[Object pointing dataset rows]
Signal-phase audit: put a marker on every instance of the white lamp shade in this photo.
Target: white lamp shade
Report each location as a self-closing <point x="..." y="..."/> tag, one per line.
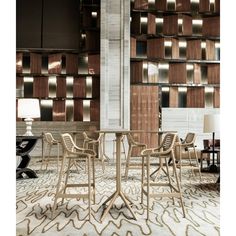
<point x="211" y="123"/>
<point x="28" y="108"/>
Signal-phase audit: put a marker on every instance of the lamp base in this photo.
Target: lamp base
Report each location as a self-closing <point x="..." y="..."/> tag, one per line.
<point x="28" y="122"/>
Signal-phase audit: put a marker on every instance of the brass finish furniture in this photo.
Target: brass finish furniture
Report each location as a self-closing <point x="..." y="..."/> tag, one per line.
<point x="95" y="143"/>
<point x="72" y="152"/>
<point x="186" y="155"/>
<point x="118" y="192"/>
<point x="164" y="151"/>
<point x="24" y="145"/>
<point x="49" y="142"/>
<point x="132" y="144"/>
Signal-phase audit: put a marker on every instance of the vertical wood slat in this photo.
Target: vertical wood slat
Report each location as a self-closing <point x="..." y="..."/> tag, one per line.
<point x="40" y="87"/>
<point x="55" y="63"/>
<point x="177" y="73"/>
<point x="144" y="113"/>
<point x="173" y="97"/>
<point x="35" y="63"/>
<point x="196" y="97"/>
<point x="19" y="62"/>
<point x="136" y="71"/>
<point x="151" y="27"/>
<point x="61" y="87"/>
<point x="170" y="24"/>
<point x="59" y="110"/>
<point x="141" y="4"/>
<point x="94" y="110"/>
<point x="132" y="47"/>
<point x="79" y="88"/>
<point x="183" y="5"/>
<point x="78" y="110"/>
<point x="94" y="64"/>
<point x="213" y="73"/>
<point x="211" y="26"/>
<point x="210" y="50"/>
<point x="216" y="100"/>
<point x="194" y="49"/>
<point x="72" y="63"/>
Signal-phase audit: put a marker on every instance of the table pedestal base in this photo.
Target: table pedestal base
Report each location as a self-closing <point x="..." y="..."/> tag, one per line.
<point x="112" y="199"/>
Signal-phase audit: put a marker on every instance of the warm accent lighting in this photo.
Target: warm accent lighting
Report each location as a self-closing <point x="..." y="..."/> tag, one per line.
<point x="212" y="125"/>
<point x="28" y="109"/>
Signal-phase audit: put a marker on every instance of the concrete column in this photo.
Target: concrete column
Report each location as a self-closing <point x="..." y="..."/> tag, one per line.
<point x="115" y="69"/>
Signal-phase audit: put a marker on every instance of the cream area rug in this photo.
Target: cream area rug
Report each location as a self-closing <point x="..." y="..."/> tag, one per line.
<point x="34" y="200"/>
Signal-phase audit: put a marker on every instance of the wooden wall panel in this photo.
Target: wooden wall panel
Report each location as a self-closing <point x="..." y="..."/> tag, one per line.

WRITTEN INSTRUCTION :: Reproduce the listing above in full, leaving out the picture.

EXERCISE RESPONSE ::
Signal-phase audit: put a marker on every instance of the white lamp shade in this photo.
Target: white lamp shade
Report each location as a self-closing <point x="..." y="..."/> tag, one per line.
<point x="211" y="123"/>
<point x="28" y="108"/>
Signal-phase audit: put a marker on every instance of the lamp base in this photo.
Target: lamp base
Report each location as a self-closing <point x="..." y="..."/> tag, one per line.
<point x="28" y="122"/>
Signal-phase audit: put a marker on every instance of the brass finish furniture in this photo.
Target: brass finish furniture
Report each location as a self-closing <point x="..." y="..."/> tag, one per line.
<point x="95" y="143"/>
<point x="72" y="152"/>
<point x="186" y="155"/>
<point x="118" y="192"/>
<point x="164" y="151"/>
<point x="24" y="145"/>
<point x="49" y="142"/>
<point x="132" y="144"/>
Signal-phase audit: put a marker on every instance of the vertical wood slat in this photo.
Target: vertical wood slat
Report each location as a self-closing <point x="..." y="..."/> tag, one per line.
<point x="40" y="87"/>
<point x="55" y="63"/>
<point x="177" y="73"/>
<point x="144" y="113"/>
<point x="173" y="97"/>
<point x="35" y="63"/>
<point x="196" y="97"/>
<point x="19" y="62"/>
<point x="136" y="71"/>
<point x="151" y="27"/>
<point x="61" y="87"/>
<point x="170" y="24"/>
<point x="59" y="110"/>
<point x="141" y="4"/>
<point x="94" y="110"/>
<point x="132" y="47"/>
<point x="79" y="88"/>
<point x="183" y="5"/>
<point x="78" y="110"/>
<point x="94" y="64"/>
<point x="213" y="73"/>
<point x="211" y="26"/>
<point x="210" y="50"/>
<point x="216" y="100"/>
<point x="194" y="49"/>
<point x="72" y="63"/>
Signal-phase audit: put a marker on every instance of the table pedestal base in this photo.
Target: table pedestal base
Report each location as a self-closing <point x="..." y="..."/> tag, one per line.
<point x="112" y="199"/>
Signal-phase audit: put a marker on every instance of the warm accent lighting in this photo.
Target: warm accent lighting
Report each location as a self-closing <point x="..." y="..."/> tag, one per line.
<point x="212" y="125"/>
<point x="28" y="109"/>
Signal-phase audit: put a marker on every instance of the concrete column in this photo.
Target: concrete column
Report each location as a self-closing <point x="..." y="..."/> tag, one per line.
<point x="115" y="69"/>
Signal-phase audit: put a marker on every instance of the cream area rug in this photo.
Target: cream area rug
Report each location as a self-closing <point x="..." y="..."/> tag, one per line.
<point x="34" y="200"/>
Signal-phase audit: put a marker on every instance of the wooden wall panel in this photo.
Target: wooden wall panel
Report each location as a self-closing <point x="..." y="..."/> tag, one per line.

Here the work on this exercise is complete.